## Passage given
--- start ---
Today marks my 32nd birthday so, although I won’t be making these today (I’m 39 weeks pregnant!), I’ve decided to blog about one of my favourite cupcakes of all time. These are lemon meringue cupcakes using Martha Stewart recipes from her Cupcakes cookbook and although they take a lot of time to make – I swear.. they are worth it!!
Here’s a cross section of one of the cupcakes…For the base, I prefer to use Martha’s super light white cupcake recipe. Then I amp it up with her wondrous lemon curd. And then finish it off with her amazing seven-minute frosting which is luscious and and browns oh-so-well with a small kitchen blow torch (ala creme brulee style).
INGREDIENTS
White cupcakes (makes 24)
3.25 cups sifted cake flour
1.5 tbsp baking powder
1/4 tsp salt
1 tbsp pure vanilla extract
1 cup plus 2 tbsp milk
1/2 cup plus 6 tbsp (1.75 sticks / 200 grams) unsalted butter, room temperature
1.75 cups sugar
5 large egg whites, room temperature
Lemon curd (makes about 2 cups)
2 whole eggs plus 8 egg yolks
1 cup sugar
2/3 cup fresh lemon juice (about 6 lemons)
2 tbsp unsalted butter, cut into small pieces, room temperature
Seven-minute frosting (makes about 8 cups)
1.5 cups plus 2 tbsp sugar
2/3 cup water
2 tbsp light corn syrup
6 large egg whites, room temperature
DIRECTIONS
White cupcakes
Preheat oven to 350F/175C. Line standard muffin tins with paper liners. Sift together cake flour, baking powder and salt. Stir vanilla into milk.
--- end ---
(Excerpts from point annotation data)
--- start ---
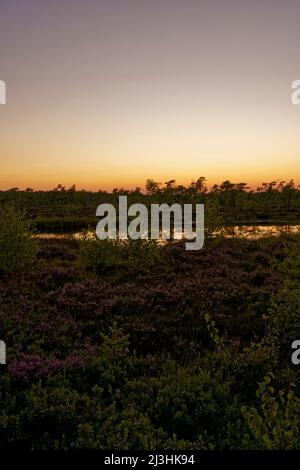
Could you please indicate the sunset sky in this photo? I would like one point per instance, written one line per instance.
(107, 93)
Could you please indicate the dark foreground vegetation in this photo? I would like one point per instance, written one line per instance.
(139, 346)
(69, 209)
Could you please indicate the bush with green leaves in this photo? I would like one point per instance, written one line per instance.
(17, 248)
(102, 256)
(274, 424)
--- end ---
## Given instruction
In the lemon meringue cupcake recipe, what tool is used to brown the seven-minute frosting?

## Task result
A small kitchen blow torch.